* _Exercise aim_: Would you return the complete listing below word for word?

Rows from a pointing dataset
━━━━━━━━

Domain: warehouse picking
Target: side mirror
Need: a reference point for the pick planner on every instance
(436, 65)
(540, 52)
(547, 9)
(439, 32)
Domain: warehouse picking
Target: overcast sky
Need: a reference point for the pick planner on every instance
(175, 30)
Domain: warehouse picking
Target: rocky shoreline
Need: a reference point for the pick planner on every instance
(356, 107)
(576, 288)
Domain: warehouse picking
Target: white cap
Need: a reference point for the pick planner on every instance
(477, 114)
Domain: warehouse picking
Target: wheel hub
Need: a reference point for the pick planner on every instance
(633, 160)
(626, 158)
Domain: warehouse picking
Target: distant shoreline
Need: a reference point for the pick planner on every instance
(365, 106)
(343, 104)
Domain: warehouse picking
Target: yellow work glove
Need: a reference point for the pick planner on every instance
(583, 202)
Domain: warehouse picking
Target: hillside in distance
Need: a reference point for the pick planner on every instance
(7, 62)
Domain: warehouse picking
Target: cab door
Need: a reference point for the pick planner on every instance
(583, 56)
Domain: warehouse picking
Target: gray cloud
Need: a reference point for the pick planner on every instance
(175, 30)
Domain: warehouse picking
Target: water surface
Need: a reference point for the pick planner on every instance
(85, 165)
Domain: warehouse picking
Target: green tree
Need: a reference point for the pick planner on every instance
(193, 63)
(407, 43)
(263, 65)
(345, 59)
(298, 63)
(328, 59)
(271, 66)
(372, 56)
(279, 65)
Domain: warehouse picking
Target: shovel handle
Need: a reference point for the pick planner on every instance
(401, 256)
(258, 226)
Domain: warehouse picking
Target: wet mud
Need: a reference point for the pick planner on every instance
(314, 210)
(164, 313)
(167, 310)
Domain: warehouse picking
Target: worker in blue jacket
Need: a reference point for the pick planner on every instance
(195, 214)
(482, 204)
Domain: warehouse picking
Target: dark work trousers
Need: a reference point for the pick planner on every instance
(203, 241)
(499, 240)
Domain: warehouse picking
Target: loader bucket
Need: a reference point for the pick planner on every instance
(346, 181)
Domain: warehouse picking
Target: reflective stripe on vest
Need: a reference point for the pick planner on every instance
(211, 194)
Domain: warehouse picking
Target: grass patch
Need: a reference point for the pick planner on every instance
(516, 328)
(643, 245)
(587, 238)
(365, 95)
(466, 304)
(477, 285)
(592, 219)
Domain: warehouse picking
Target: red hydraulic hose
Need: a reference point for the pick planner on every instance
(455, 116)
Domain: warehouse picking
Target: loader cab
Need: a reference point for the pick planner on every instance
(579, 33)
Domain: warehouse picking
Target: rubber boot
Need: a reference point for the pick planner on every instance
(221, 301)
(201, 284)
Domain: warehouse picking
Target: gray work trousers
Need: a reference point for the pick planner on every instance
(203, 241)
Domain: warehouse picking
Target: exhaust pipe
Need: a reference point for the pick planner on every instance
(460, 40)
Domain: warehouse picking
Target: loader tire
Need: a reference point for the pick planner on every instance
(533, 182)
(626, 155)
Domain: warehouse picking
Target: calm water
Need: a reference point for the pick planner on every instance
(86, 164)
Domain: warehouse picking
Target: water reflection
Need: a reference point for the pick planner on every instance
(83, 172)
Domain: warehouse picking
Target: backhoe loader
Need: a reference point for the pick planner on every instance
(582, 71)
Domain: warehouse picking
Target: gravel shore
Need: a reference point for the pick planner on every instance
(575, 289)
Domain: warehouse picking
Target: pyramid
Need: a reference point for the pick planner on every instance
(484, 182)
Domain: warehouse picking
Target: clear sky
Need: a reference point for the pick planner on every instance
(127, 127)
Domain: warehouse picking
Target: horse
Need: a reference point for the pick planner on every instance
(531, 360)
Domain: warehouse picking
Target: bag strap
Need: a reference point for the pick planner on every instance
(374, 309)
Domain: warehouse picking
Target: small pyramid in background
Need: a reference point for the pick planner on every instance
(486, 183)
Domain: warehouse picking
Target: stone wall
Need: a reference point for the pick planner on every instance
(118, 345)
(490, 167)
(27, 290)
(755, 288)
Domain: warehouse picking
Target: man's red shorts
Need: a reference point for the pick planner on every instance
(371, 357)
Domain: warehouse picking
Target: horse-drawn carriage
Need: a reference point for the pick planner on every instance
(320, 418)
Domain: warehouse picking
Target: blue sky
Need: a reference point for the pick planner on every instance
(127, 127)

━━━━━━━━

* _Final result_:
Domain: warehouse picking
Target: side mirror
Need: a reference point for the pick planner on every instance
(436, 65)
(540, 52)
(547, 9)
(439, 32)
Domain: warehouse picking
Target: overcast sky
Need: a reference point for the pick planner on every instance
(175, 30)
Domain: warehouse picking
Target: rocky shoreline
Need: a reference point for the pick planner on every instance
(356, 107)
(576, 288)
Domain: warehouse picking
Target: white cap
Need: a reference point for the pick planner on every instance
(477, 114)
Domain: warehouse picking
Target: wheel hub
Need: a reference point for the pick planner on every instance
(633, 160)
(626, 158)
Domain: warehouse picking
Target: distant shoreline
Need: a reference point for the pick planner on every instance
(365, 106)
(343, 104)
Domain: warehouse picking
Target: yellow work glove
Need: a reference point for the pick planner on every instance
(583, 202)
Domain: warehouse picking
Target: hillside in distance
Need: a reference point for the pick planner on every instance
(7, 62)
Domain: warehouse picking
Target: cab door
Need: a reference point for the pick planner on every instance
(583, 56)
Domain: warehouse picking
Target: gray cloud
Need: a reference point for the pick planner on every instance
(175, 30)
Domain: warehouse picking
Target: water surface
Need: a reference point for the pick planner on every instance
(85, 165)
Domain: warehouse picking
Target: green tree
Need: a reference point for the pick planner on every instance
(193, 63)
(407, 43)
(263, 65)
(345, 59)
(298, 63)
(328, 59)
(271, 66)
(372, 56)
(279, 65)
Domain: warehouse picking
Target: shovel handle
Need: a reference point for the pick planner on every instance
(401, 256)
(258, 226)
Domain: warehouse picking
Target: wet mud
Need: a reference point for the pick planner on every instance
(314, 210)
(164, 313)
(167, 310)
Domain: warehouse picking
Target: worker in blue jacket
Need: a reference point for the pick planner on every instance
(195, 214)
(482, 204)
Domain: warehouse picking
Target: dark work trousers
Need: a reference point for the pick planner on every instance
(203, 241)
(499, 240)
Domain: warehouse picking
Target: loader bucket
Need: a reference point for the pick planner on every instance
(346, 181)
Domain: warehouse picking
Target: reflective stripe on vest
Need: a reference point for the pick planner on every instance
(211, 194)
Domain: warehouse picking
Target: grass patch
Need: a reference point for the pick planner on every instance
(516, 328)
(643, 245)
(587, 238)
(365, 95)
(466, 304)
(477, 285)
(592, 219)
Domain: warehouse picking
Target: red hydraulic hose
Need: a reference point for the pick planner on every instance
(455, 116)
Domain: warehouse picking
Target: loader cab
Need: a reference point for the pick planner on every instance
(579, 33)
Domain: warehouse picking
Target: rubber boot
Need: a reference point for the pick planner on every instance
(221, 301)
(201, 284)
Domain: warehouse picking
Target: gray work trousers
Need: a reference point for the pick planner on every instance
(203, 241)
Domain: warehouse picking
Target: exhaust pipe
Need: a reference point for the pick planner on every instance
(460, 40)
Domain: warehouse picking
Target: loader tire
Need: a reference point for the pick planner on every instance
(533, 182)
(626, 155)
Domain: warehouse picking
Target: calm water
Need: a reference point for the pick planner on every instance
(86, 164)
Domain: warehouse picking
Target: water reflection
Need: a reference point for the pick planner on every instance
(83, 172)
Domain: warehouse picking
Target: backhoe loader
Need: a reference point for the pick planner on every instance
(582, 71)
Domain: warehouse picking
Target: gravel shore
Need: a reference point for the pick planner on every instance
(575, 289)
Domain: warehouse picking
Target: pyramid
Need: a reference point for the pick planner on every instance
(484, 182)
Domain: warehouse picking
Target: clear sky
Need: a reference point for the pick planner on every instance
(127, 127)
Domain: warehouse picking
Target: horse
Need: a reference point for the pick planner on every instance
(531, 360)
Domain: warehouse picking
Target: bag strap
Need: a reference point for the pick planner on every instance
(374, 309)
Domain: warehouse picking
Target: small pyramid in background
Need: a reference point for the pick planner on every instance
(486, 183)
Domain: warehouse picking
Target: stone wall
Need: a reference point for the pick planner on every instance
(118, 345)
(490, 167)
(27, 290)
(755, 288)
Domain: warehouse picking
Target: man's red shorts
Need: a reference point for the pick planner on every instance
(371, 357)
Domain: warehouse picking
Target: horse-drawn carriage
Need: a reference point for the pick planner on every instance
(320, 418)
Domain: warehouse picking
Target: blue sky
Need: a reference point for the pick planner on every instance
(127, 127)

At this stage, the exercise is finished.